> [Your tasks]:
**a.** In the MPI troubleshooting thread below, which command does Dmitry say to use when running 'mpdboot'?
**b.** Go on with the MPI troubleshooting thread below, starting right after its last line.

> [Document segment]:
# # # # #
If you are using 'mpirun' you don't need to use 'mpdboot' before. If you are using 'mpdboot' please use 'mpiexec'.

Regards!
Dmitry

Hi Dmitry,

without OFED stack:

[root@head ~]# mpirun -n 16 -env I_MPI_FABRICS shm:tcp /linpack/xhpl_em64t
[cli_0]: got unexpected response to put :cmd=unparseable_msg rc=-1
:
[cli_0]: aborting job:
Fatal error in MPI_Init: Other MPI error, error stack:
MPIR_Init_thread(283): Initialization failed
MPIDD_Init(98).......: channel initialization failed
MPIDI_CH3_Init(163)..: generic failure with errno = 336068751
(unknown)(): Other MPI error
rank 0 in job 1 head.kazntu.local_53450 caused collective abort of all ranks
exit status of rank 0: return code 13
[root@head ~]#

After installation

[root@head ~]# mpirun -n 16 -wdir /linpack/ -env I_MPI_FABRICS shm:tcp -host node01 /linpack/xhpl_em64t : -host node02 /linpack/xhpl_em64t
librdmacm: couldn't read ABI version.
librdmacm: assuming: 4
CMA: unable to get RDMA device list
librdmacm: couldn't read ABI version.
librdmacm: assuming: 4
CMA: unable to get RDMA device list
librdmacm: couldn't read ABI version.
librdmacm: assuming: 4
CMA: unable to get RDMA device list
librdmacm: couldn't read ABI version.
CMA: unable to get RDMA device list

Debugging:

[root@head ~]# mpirun -n 16 -env I_MPI_DEBUG 2 -wdir /linpack/ /linpack/xhpl_em64t
librdmacm: couldn't read ABI version.
# # # # #
> [Data segment]:
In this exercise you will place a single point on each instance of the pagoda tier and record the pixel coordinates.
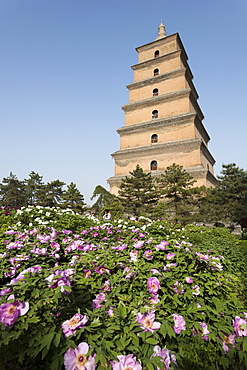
(163, 120)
# # # # #
> [Per-task outputs]:
**a.** 'mpiexec'

**b.**
librdmacm: assuming: 4
CMA: unable to get RDMA device list
CMA: unable to get RDMA device list
librdmacm: couldn't read ABI version.
librdmacm: assuming: 4
librdmacm: couldn't read ABI version.
librdmacm: assuming: 4
librdmacm: couldn't read ABI version.
librdmacm: assuming: 4
librdmacm: couldn't read ABI version.
librdmacm: assuming: 4
CMA: unable to get RDMA device list
CMA: unable to get RDMA device list
CMA: unable to get RDMA device list

Your name is Eugeny, isn't it?
Is your e-mail address real? Might be it would be better to communicate through e-mail.

Can I get access to your cluster?

Did you recompile xhpl with iMPI library? Could you provide 'ldd xhpl' output?

The error looks very strange - mpdman.py cannot parse a message. It means that either message incorrect or contains unexpected symbols. We've never met such cases before.

Regards!
Dmitry

Yes, it's my real e-mail. Can we speak Russian?

Further communication goes via e-mail.

Having corrected a file /etc/dat.conf and having executed /sbin/modinfo rdma_ucm on compute nodes, I have come to following errors:

[root@head ~]# mpirun -n 16 -env I_MPI_DEBUG 2 -wdir /linpack/ /linpack/xhpl_em64t
node02.kazntu.local:9961: open_hca: rdma_bind ERR No such device. Is eth0 configured?
node02.kazntu.local:9960: open_hca: rdma_bind ERR No such device. Is eth0 configured?
node02.kazntu.local:9955: open_hca: rdma_bind ERR No such device. Is eth0 configured?
node02.kazntu.local:9959: open_hca: rdma_bind ERR No such device. Is eth0 configured?
node02.kazntu.local:9957: open_hca: rdma_bind ERR No such device. Is eth0 configured?
node01.kazntu.local:10329: open_hca: rdma_bind ERR No such device. Is eth0 configured?
node01.kazntu.local:10327: open_hca: rdma_bind ERR No such device. Is eth0 configured?
node02.kazntu.local:9962: open_hca: rdma_bind ERR No such device. Is eth0 configured?
node01.kazntu.local:10324: open_hca: rdma_bind ERR No such device. Is eth0 configured?
node01.kazntu.local:10323: open_hca: rdma_bind ERR No such device. Is eth0 configured?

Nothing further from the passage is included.